### Exercise requirements
**a.** The essay on choosing social work names the things a loss caused the writer to start evaluating. List each of them.
**b.** Copy out the stretch of the essay on choosing social work from "Social work is" through "for my career.".
**c.** According to the essay on choosing social work, how many bachelor and master programs does the Council of Social Work Education accredit?

### Document extract
=== Begin Enclosure ===

What Made Me Choose Social Work as a Profession
I can hardly believe I have been a practicing social worker for over 10 years now! Oftentimes when meeting new people the question comes up about what made me choose social work as a profession. In many ways I see this profession as a calling, not just a career choice. A series of events in my life led me to social work. I love my profession as it mostly reflects my belief system and who I am as a person. There are some flaws, no profession is perfect, but not many are as idealistic as social work either!
I chose social work after losing someone in my early college career. I initially planned to become a pharmacist when I first entered college. Nothing like having your whole world rocked going into your second semester of your first year in college. This loss became a pivotal moment in my life and caused me to start evaluating life, love, relationships, and my purpose in life. I recognized my ability to listen and care were some of my strongest assets. I also recognized that I did not have all of the tools to effectively create change with someone in a therapeutic manner. I made a decision to start looking at different programs that would prepare for me to become a mental health therapist. After doing some research, the masters program in social work stood out to me.
Social work is a profession that has a set standard of educational goals that have to be fulfilled in order for you to be considered a "social worker." The Council of Social Work Education (www.cswe.org) oversees the accreditation of over 800 bachelor and master programs to make sure that each student who goes through an accredited program receives a standard of skills and knowledge that a social worker should possess. I appreciated this in comparison to other programs, because as long as I went to a CSWE program, I knew I would have a standard of knowledge and skills to take with me for my career.

=== End Enclosure ===

[Items from a dataset]

=== Begin Enclosure ===

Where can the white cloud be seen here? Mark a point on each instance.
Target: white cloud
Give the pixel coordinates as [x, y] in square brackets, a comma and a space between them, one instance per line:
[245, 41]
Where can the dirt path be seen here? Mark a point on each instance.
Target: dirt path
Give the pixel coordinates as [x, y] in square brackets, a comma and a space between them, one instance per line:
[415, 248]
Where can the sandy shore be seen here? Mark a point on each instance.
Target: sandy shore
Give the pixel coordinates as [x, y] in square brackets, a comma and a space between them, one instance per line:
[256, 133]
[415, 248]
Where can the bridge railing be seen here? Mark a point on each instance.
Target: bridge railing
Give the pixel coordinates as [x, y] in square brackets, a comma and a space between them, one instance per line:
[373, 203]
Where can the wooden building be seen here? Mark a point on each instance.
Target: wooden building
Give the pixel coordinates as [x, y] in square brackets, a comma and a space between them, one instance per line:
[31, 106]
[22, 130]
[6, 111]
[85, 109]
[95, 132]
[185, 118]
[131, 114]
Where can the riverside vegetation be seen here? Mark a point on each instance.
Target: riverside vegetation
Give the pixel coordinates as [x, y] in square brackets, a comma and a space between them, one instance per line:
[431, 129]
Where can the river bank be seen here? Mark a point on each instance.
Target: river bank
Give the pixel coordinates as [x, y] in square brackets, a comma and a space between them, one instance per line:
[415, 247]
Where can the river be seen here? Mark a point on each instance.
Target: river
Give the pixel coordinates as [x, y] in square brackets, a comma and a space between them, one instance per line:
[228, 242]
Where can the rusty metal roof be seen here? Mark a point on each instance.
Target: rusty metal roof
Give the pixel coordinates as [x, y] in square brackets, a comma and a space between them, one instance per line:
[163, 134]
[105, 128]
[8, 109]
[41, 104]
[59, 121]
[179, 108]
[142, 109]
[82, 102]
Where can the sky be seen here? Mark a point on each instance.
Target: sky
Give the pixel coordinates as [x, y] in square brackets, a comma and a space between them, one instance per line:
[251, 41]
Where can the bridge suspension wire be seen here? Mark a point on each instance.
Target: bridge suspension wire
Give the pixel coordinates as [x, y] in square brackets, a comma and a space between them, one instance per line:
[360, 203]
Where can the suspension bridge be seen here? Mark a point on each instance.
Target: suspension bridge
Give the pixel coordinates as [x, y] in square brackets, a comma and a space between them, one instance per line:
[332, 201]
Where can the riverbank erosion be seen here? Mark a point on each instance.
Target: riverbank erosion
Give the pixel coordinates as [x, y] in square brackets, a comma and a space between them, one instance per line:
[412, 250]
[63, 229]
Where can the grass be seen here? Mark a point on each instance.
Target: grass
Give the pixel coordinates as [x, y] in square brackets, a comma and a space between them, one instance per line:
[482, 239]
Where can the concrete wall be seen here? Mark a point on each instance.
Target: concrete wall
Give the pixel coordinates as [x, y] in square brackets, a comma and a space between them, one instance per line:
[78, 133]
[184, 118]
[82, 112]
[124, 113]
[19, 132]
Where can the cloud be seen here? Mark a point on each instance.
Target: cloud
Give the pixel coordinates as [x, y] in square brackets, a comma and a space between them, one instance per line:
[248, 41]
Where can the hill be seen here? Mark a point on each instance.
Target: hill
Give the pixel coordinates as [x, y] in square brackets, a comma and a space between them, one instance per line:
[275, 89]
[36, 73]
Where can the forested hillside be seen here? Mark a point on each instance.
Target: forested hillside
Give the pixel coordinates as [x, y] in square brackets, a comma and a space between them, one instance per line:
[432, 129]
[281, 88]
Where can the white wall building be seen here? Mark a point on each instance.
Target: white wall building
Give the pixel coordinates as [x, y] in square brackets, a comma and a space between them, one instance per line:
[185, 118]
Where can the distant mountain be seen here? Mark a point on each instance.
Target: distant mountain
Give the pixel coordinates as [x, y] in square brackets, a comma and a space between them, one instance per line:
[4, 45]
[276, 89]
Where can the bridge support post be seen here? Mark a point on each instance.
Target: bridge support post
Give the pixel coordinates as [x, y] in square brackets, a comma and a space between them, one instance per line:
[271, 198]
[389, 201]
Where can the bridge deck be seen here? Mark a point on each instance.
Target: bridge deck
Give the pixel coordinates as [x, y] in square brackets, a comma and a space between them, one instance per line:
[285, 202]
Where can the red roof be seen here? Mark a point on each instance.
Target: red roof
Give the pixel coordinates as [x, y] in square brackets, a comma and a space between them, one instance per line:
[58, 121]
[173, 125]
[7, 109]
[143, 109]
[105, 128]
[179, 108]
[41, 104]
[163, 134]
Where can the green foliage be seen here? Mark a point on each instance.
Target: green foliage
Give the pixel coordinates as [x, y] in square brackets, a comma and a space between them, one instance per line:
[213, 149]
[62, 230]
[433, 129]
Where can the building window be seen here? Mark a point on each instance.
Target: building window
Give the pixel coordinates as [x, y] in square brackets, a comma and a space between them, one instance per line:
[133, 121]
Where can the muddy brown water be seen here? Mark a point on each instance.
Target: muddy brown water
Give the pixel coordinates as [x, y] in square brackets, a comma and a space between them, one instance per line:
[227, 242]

=== End Enclosure ===

### Solutions
**a.** life, love, relationships, purpose in life

**b.**
Social work is a profession that has a set standard of educational goals that have to be fulfilled in order for you to be considered a "social worker." The Council of Social Work Education (www.cswe.org) oversees the accreditation of over 800 bachelor and master programs to make sure that each student who goes through an accredited program receives a standard of skills and knowledge that a social worker should possess. I appreciated this in comparison to other programs, because as long as I went to a CSWE program, I knew I would have a standard of knowledge and skills to take with me for my career.

**c.** Over 800.